EXERCISE AIM: Reproduce the entries from the line with "Would you please place a dot on the black" to the line with "point(91, 219)", both included, keeping the request lines and their sample points unchanged. Multiply each coordinate in the answer points by 1.75 and round it to a whole number, with halves rounded up.

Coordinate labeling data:
= = = =

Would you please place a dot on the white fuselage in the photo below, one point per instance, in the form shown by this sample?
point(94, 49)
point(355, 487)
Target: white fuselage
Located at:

= = = =

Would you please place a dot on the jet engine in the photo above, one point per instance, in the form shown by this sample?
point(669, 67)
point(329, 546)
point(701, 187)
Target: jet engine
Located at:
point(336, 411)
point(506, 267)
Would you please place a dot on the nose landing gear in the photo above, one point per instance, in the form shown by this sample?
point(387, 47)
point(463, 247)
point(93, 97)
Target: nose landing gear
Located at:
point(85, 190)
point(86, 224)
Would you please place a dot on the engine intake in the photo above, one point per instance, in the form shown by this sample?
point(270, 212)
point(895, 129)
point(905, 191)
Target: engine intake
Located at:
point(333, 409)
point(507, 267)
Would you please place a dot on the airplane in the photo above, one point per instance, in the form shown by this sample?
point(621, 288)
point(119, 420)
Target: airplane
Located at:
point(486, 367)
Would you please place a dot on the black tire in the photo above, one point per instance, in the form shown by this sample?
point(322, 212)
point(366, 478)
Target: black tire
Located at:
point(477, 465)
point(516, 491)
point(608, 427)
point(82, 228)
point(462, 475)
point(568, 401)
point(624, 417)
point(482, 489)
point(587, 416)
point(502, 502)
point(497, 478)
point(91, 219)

= = = =

SOLVED PROBLEM:
Would you please place a dot on the black tire in the photo above, one point per instance, in the form shown by this sample?
point(322, 212)
point(366, 478)
Target: black tire
Located at:
point(835, 814)
point(903, 859)
point(1064, 747)
point(144, 399)
point(809, 831)
point(994, 702)
point(1092, 730)
point(844, 856)
point(1027, 728)
point(879, 879)
point(870, 837)
point(159, 383)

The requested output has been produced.